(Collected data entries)

────────────────────────────────────────

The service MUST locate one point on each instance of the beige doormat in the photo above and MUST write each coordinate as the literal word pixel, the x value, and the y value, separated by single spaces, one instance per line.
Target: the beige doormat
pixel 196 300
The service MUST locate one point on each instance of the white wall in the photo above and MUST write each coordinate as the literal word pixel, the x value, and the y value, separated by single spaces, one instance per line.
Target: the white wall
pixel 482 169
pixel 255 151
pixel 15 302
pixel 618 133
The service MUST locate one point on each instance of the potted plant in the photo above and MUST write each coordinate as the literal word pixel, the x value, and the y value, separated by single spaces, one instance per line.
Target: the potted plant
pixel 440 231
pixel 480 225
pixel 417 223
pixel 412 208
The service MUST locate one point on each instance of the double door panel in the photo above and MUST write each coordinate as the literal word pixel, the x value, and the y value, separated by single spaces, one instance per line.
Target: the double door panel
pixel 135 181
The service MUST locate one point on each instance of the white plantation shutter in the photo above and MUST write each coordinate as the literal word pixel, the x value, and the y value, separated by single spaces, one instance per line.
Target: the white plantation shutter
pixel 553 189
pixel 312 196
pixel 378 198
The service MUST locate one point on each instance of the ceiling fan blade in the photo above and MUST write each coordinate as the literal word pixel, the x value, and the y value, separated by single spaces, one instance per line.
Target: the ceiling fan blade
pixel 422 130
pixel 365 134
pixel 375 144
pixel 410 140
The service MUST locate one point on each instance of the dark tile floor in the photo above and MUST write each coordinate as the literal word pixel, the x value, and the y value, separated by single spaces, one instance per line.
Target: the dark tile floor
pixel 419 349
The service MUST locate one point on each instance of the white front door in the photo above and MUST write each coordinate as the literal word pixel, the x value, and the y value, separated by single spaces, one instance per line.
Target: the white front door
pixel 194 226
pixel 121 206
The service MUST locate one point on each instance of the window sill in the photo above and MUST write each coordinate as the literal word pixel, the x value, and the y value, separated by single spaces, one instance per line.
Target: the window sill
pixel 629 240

────────────────────────────────────────

All of the data, start to finish: please output it exactly.

◆ **Answer box**
The service MUST locate one point on each instance of the beige doormat in the photo above and MUST write each coordinate as the literal word pixel, the x value, and the y value, separated by single spaces, one instance per line.
Target: the beige doormat
pixel 196 300
The service MUST locate one point on each instance of the white wall in the photo above and MUST write each coordinate as the literal word pixel, the x value, and the y value, separated by single spaces, one instance per line.
Target: the white wall
pixel 482 169
pixel 255 151
pixel 15 302
pixel 618 133
The service MUST locate one point on each instance of the potted plant in the photo above and MUST write each coordinate as the literal word pixel, the x value, and the y value, separated by single spaces, one instance per line.
Target: the potted plant
pixel 440 231
pixel 480 225
pixel 417 223
pixel 412 208
The service MUST locate one point on each instance of the double door panel in the photo above and MUST write each coordinate as the literal word pixel, the x value, and the y value, separated by single spaces, one instance per line.
Target: the double door panel
pixel 135 181
The service MUST locate one point on each instance of the white plantation shutter in the photo above and MUST write each coordinate as the literal word pixel, the x value, and the y value, separated by single spaces, one instance per line.
Target: the white plantation shutter
pixel 553 189
pixel 312 196
pixel 378 198
The service MUST locate one point on each instance of the ceiling fan blade in the photo above and MUST write each coordinate as the literal word pixel, the x value, and the y value, separated by single spaces, one instance per line.
Target: the ceiling fan blade
pixel 422 130
pixel 365 134
pixel 375 144
pixel 410 140
The service MUST locate one point on each instance of the dark tile floor in the photo above and MUST write each coordinate as the literal word pixel, the x value, and the y value, separated by single spaces, one instance per line.
Target: the dark tile floor
pixel 419 349
The service MUST locate one point on each instance of the white front door in the photo above and MUST write each coordinate as the literal word pixel, the x value, and the y value, separated by single spaces, one instance per line.
Target: the white front door
pixel 194 226
pixel 121 206
The service MUST locate one point on each instance of the window sill in the photo above and MUST write each coordinate as the literal word pixel, the x value, and the y value, separated by single spaces, one instance per line.
Target: the window sill
pixel 629 240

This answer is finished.